Task prompt » Retyping each entry exactly is the whole task.

[Data records]
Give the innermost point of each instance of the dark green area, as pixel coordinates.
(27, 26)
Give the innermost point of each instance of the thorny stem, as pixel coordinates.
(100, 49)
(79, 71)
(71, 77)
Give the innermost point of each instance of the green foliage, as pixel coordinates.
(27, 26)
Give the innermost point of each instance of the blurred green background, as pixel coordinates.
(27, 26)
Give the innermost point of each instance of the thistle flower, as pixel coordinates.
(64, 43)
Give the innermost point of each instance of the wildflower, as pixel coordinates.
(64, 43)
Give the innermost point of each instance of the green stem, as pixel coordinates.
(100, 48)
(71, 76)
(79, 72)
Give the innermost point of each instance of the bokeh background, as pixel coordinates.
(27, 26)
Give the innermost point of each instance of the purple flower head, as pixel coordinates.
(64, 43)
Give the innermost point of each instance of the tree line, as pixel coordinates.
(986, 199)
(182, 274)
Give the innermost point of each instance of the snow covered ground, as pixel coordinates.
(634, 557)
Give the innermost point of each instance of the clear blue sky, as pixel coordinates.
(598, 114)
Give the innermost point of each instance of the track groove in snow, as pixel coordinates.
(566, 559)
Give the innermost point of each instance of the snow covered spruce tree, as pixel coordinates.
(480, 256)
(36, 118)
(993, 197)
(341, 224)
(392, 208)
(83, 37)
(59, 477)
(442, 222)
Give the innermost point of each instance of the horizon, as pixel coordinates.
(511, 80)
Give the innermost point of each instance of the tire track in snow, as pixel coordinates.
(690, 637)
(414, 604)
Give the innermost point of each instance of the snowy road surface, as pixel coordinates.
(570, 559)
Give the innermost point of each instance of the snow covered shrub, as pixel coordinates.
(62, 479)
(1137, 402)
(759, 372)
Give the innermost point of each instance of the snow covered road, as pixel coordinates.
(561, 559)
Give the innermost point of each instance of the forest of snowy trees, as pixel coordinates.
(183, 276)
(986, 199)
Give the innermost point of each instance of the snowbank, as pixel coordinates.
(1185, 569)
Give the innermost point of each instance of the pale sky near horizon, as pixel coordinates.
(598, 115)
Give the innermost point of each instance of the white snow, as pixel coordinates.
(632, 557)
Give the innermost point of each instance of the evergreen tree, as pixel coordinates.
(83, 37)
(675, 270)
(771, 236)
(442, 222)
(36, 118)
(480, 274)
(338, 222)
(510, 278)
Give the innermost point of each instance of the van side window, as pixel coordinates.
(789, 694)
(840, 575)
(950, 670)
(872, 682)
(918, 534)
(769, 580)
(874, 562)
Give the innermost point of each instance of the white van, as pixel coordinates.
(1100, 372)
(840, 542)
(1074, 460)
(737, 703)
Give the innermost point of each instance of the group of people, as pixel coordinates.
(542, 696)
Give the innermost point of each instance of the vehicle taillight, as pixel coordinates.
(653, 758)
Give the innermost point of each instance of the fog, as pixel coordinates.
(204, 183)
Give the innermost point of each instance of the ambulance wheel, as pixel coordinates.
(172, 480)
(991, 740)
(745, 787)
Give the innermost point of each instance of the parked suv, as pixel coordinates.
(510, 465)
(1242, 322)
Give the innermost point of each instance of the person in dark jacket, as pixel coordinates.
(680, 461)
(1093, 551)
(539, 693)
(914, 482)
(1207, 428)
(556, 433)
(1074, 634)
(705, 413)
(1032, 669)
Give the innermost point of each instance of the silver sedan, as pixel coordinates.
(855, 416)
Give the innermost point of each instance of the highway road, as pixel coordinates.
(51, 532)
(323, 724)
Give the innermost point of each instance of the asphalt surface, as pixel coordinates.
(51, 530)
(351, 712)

Solution »
Give the innermost point of each instance of the dark green area, as pixel coordinates.
(27, 26)
Give the innermost point of each instance of the thorny stem, as pixel coordinates.
(100, 49)
(79, 71)
(71, 77)
Give the innermost point of each instance of the green foliage, as pixel coordinates.
(27, 26)
Give the innermost point of each instance of the blurred green background, as pixel coordinates.
(27, 26)
Give the innermost point of each instance of the thistle flower, as pixel coordinates.
(64, 43)
Give the innermost point of each instance of the wildflower, as pixel coordinates.
(64, 43)
Give the innermost point of each instance of the green stem, as pixel coordinates.
(100, 48)
(71, 76)
(79, 72)
Give the innermost point of each instance of the bokeh background, as pixel coordinates.
(27, 26)
Give the innermost point of each instance of the purple flower head, as pixel coordinates.
(64, 43)
Give the innermost point of each instance of the tree line, as pixel coordinates.
(986, 199)
(182, 274)
Give the innermost point of each instance of the snow covered ground, as pixel coordinates.
(634, 557)
Give the innermost point of each instance of the clear blue sky, as pixel coordinates.
(598, 114)
Give the innermost point of each instance of the track groove in snow, as pixel coordinates.
(566, 559)
Give the innermost point of each instance of the snow covered spruce tree, as pixel coordinates.
(480, 256)
(36, 118)
(993, 197)
(341, 224)
(392, 208)
(83, 37)
(59, 477)
(442, 222)
Give the innermost point of each instance of the horizon, as pixel coordinates.
(511, 80)
Give the innermost point of each instance of the tire track in snow, as pixel coordinates.
(690, 637)
(414, 604)
Give the innermost point of each instance of the snowy road surface, as pixel coordinates.
(570, 559)
Give the innermost point of each instance of the snow covered shrub, as pixel coordinates.
(62, 479)
(1137, 402)
(759, 372)
Give the innermost point of each instance of the snow covered road, as pixel coordinates.
(561, 559)
Give the innermost point of each instance of the forest of snowy trees, as pixel coordinates.
(183, 276)
(986, 199)
Give the innermost point of each instance of the snowbank, as pixel coordinates.
(1185, 569)
Give the innermost point of each instance of the pale sky near horizon, as pixel coordinates.
(598, 115)
Give the innermost point of each instance of the white snow, as pixel coordinates.
(632, 557)
Give the innermost point of each instance of the evergreen tree, as pixel coordinates.
(83, 37)
(675, 270)
(771, 236)
(442, 222)
(36, 118)
(480, 274)
(338, 222)
(510, 278)
Give the innermost point of each instance of the van side window, as pixel coordinates.
(789, 694)
(840, 575)
(950, 670)
(872, 682)
(918, 534)
(769, 580)
(874, 562)
Give the innermost point of each instance of the white van, as pixel coordinates.
(1100, 372)
(840, 542)
(1074, 460)
(737, 703)
Give the innermost point of each instance of the group of people, as pixel coordinates.
(542, 696)
Give the innermost point of each instance of the vehicle taillight, as pixel coordinates.
(653, 758)
Give the innermost point of each instance of the fog, as pixel coordinates.
(204, 183)
Give the innermost point of each instance of the ambulance wheel, as pixel coordinates.
(172, 480)
(991, 740)
(745, 787)
Give the innermost point of each instance of the parked suv, as pixel coordinates.
(510, 465)
(1242, 322)
Give the innermost point of each instance of the person in dark jacket, as pixel coordinates.
(680, 461)
(1093, 551)
(539, 693)
(914, 482)
(1207, 428)
(556, 433)
(1074, 634)
(705, 413)
(1032, 669)
Give the innermost point of each instance of the silver sedan, as pixel coordinates.
(855, 416)
Give the innermost point of each instance of the highway road, as pixel coordinates.
(51, 532)
(323, 724)
Give the innermost point of each instance of the asphalt surface, as pixel coordinates.
(51, 530)
(351, 712)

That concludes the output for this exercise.